Segment Start: Data under study

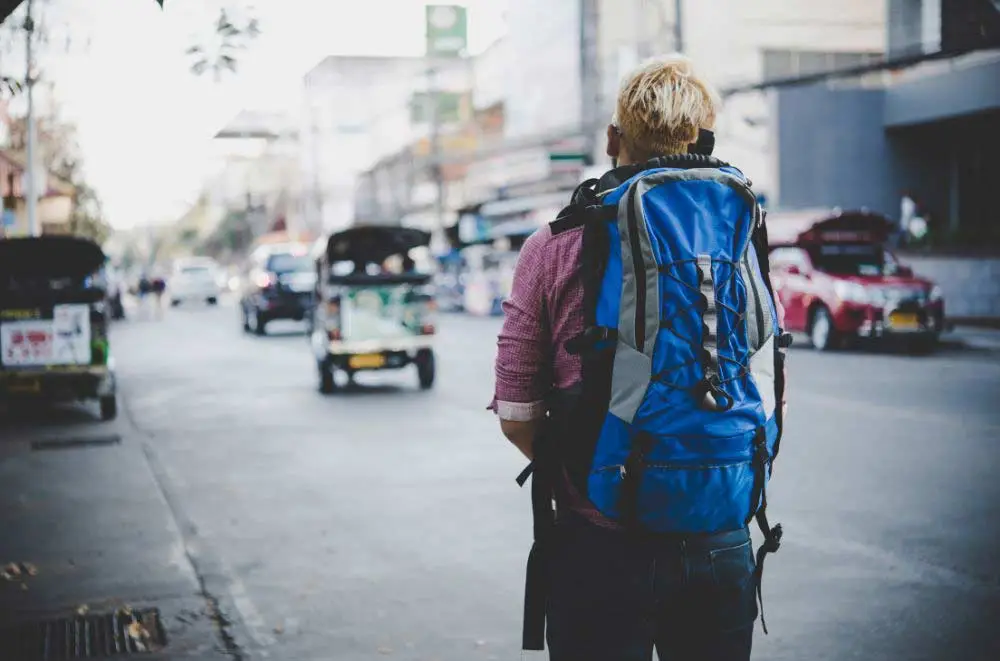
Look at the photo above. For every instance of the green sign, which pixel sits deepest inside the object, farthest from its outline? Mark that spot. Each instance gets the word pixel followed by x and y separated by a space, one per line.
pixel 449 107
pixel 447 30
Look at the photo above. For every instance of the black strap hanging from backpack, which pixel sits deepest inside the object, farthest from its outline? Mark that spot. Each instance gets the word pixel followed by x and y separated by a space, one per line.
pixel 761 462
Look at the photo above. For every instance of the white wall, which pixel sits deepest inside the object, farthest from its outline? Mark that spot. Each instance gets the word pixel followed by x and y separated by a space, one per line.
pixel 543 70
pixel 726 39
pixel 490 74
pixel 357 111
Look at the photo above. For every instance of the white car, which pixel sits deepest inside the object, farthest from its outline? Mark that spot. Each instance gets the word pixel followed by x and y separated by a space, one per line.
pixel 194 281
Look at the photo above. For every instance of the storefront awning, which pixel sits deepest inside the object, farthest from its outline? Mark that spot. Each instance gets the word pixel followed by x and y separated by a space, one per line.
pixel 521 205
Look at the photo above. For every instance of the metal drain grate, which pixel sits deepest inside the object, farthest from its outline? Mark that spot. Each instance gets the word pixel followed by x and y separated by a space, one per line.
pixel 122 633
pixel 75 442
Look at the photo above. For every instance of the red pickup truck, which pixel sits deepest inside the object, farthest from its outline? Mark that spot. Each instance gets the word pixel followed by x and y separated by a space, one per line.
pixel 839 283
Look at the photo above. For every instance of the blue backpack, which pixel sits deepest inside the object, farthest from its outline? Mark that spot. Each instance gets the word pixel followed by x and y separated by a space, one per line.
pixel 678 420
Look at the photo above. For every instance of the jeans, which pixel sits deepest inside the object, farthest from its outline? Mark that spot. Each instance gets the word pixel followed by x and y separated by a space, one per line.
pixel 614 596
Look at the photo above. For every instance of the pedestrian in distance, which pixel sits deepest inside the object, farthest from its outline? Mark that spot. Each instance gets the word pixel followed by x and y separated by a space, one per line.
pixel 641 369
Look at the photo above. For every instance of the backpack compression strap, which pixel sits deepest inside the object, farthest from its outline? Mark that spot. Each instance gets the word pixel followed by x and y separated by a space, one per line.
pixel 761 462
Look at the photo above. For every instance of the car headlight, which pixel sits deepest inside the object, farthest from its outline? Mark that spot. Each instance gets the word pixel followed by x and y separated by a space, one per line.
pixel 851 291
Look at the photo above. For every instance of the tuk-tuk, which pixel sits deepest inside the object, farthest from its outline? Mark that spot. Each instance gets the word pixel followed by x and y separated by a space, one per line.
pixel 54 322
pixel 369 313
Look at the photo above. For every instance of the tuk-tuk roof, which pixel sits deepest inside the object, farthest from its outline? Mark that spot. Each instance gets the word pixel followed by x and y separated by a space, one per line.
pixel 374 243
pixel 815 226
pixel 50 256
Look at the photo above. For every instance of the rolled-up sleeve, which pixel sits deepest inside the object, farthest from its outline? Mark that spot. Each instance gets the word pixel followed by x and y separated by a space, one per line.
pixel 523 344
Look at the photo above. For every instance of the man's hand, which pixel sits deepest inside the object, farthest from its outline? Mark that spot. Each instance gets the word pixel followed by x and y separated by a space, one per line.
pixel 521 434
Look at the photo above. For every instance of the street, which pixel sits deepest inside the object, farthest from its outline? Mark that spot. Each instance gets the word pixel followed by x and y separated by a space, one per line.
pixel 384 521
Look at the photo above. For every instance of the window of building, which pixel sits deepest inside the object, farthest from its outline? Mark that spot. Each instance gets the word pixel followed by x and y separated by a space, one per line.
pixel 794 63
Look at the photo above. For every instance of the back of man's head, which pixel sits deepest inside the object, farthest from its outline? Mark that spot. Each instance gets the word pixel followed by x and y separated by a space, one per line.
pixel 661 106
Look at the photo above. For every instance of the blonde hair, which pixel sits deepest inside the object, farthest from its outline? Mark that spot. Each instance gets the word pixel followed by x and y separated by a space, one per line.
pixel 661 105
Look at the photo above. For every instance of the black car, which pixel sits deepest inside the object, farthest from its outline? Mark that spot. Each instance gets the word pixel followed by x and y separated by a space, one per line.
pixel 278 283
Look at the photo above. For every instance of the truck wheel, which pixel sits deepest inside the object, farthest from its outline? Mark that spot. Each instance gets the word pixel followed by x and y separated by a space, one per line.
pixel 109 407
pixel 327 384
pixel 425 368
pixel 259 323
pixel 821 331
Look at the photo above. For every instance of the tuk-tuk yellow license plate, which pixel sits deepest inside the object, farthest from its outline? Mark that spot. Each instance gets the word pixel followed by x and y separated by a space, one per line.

Segment End: Data under study

Problem statement: Each line above is to be duplicated exactly, and the pictures are to be omitted.

Output below:
Look at the photo above. For every instance of the green sign, which pixel sits deepest inside the object, farthest from its outline? Mark that spot. Each instance gets the word pixel followed by x and y separated by a space, one per line.
pixel 449 107
pixel 447 30
Look at the photo above. For every instance of the black strap hanging from backpack, which pixel sits deepest inside the object, farthest from its outline? Mark that spot. Each instance gets the word pixel followed by x and y separated by a space, one per line.
pixel 761 462
Look at the photo above. For every instance of the white wall, which pixel sits deepest inside the object, farthest from its outline? Mark that spot. Each instance gets the word pixel followed by x and y separated by a space, one per line.
pixel 543 70
pixel 726 39
pixel 490 74
pixel 357 111
Look at the photo above. For every instance of the white car, which pixel sits deepest inside the object, farthest from its outline? Mark that spot. Each instance gets the word pixel followed by x and y separated by a space, one per line.
pixel 194 281
Look at the photo above. For every instance of the storefront awning, which pixel sits deepest inside the object, farthest from its outline? Mark that spot. Each instance gets the word pixel followed by x and y separated by a space, one per line.
pixel 521 205
Look at the photo above. For every instance of the metal drain grate, which pixel sits deepest inside the object, farthest from its outline? Mark that spot. Each instance gets the word pixel followed by x and y separated by a space, one per line.
pixel 122 633
pixel 75 442
Look at the photo above. For every instance of the red pickup truck, which pixel sits deepest inside the object, farthest from its outline? Mark that spot. Each instance gets the word pixel followed by x and y separated by a space, one per line.
pixel 839 283
Look at the photo above. For every instance of the blue backpack, which pixel sits deepest inside the object, farthest from its outline? Mark that spot. Each instance gets the word pixel followed by x and y separated by a space, one per line.
pixel 678 420
Look at the photo above. For every instance of the jeans, which pixel sits deepest inside the object, farthest from its outline? Mark that spot. Each instance gets the word pixel followed by x and y separated by a space, one per line.
pixel 614 596
Look at the photo above. For every instance of the pedestrian in distance, which pixel sits deepest inside the object, farthest from its outline? Mark that spot. Each instance gets the word pixel followed by x and y separated by a space, one per line.
pixel 641 369
Look at the photo above. For every instance of the backpack compression strap, which pixel sits deepest inside the object, farthest from its outline? Mark that spot. Each instance gets the word pixel followed by x and y separated by a space, one per line.
pixel 761 462
Look at the photo above. For every instance of the car headlight, which pixel sits deepest inside the object, farthest from its outline? Mark that spot. Each instance gets the word pixel followed by x and y separated by a space, one per line.
pixel 851 291
Look at the photo above. For every instance of the tuk-tuk, which pixel sits deepest inside the object, farthest from its outline? Mark that spot. Each instance gets the word pixel followed by x and y separated by a space, one per line.
pixel 54 322
pixel 369 313
Look at the photo above. For every instance of the tuk-tuk roof, which pixel sits deepest inside the object, farthest from its outline? Mark that spot. Each instance gets the word pixel followed by x and y separated by a space, one per line.
pixel 374 243
pixel 815 226
pixel 50 256
Look at the photo above. For every instance of the rolled-up sleeve, which pixel sits deepest inside the object, farthest from its outline? Mark that spot. Each instance gets the word pixel followed by x and y separated by a space, one per line.
pixel 523 344
Look at the photo above. For every instance of the man's hand, which pixel sits deepest inside the object, farthest from its outline? Mark that spot. Each instance gets the word pixel followed by x and y separated by a space, one per line.
pixel 521 434
Look at the photo above. For every instance of the street, which pixel sits deepest inside the object, farthest from its outline? Mark that spot. Each instance gets the word pixel followed by x and y separated by a space, one per line.
pixel 384 521
Look at the photo above. For every instance of the window of building, which pixel sits deepest inside the object, farthest from its outline? Mark that spot. Each instance gets the word pixel followed by x and y separated by a space, one per line.
pixel 794 63
Look at the photo above. For every instance of the back of man's head, which pixel sits deepest inside the object, farthest from its outline? Mark that spot. Each instance gets the word pixel followed by x and y separated by a space, one per line.
pixel 661 106
Look at the photo above. For every instance of the blonde hair, which pixel sits deepest inside the object, farthest from its outline? Mark that spot. Each instance gets the word pixel followed by x and y separated by a space, one per line.
pixel 661 105
Look at the photo above. For every instance of the black car, which pixel sits deepest inside the object, farthest from its outline? Mark that spot. Each instance gets the word pixel followed by x and y separated by a space, one per line.
pixel 278 283
Look at the photo above. For every instance of the truck wheel, which pixel sits deepest inside the object, farthest from its outline? Mark that spot. Each instance gets the word pixel followed by x and y separated by a space, one per line.
pixel 109 407
pixel 327 384
pixel 425 368
pixel 259 323
pixel 821 331
Look at the photo above. For every instance of the tuk-tuk yellow license plate, which pixel sits deepest inside the object, farthest from its outline? Mark that spot. Each instance gets the word pixel followed by x and y separated by a space, one per line.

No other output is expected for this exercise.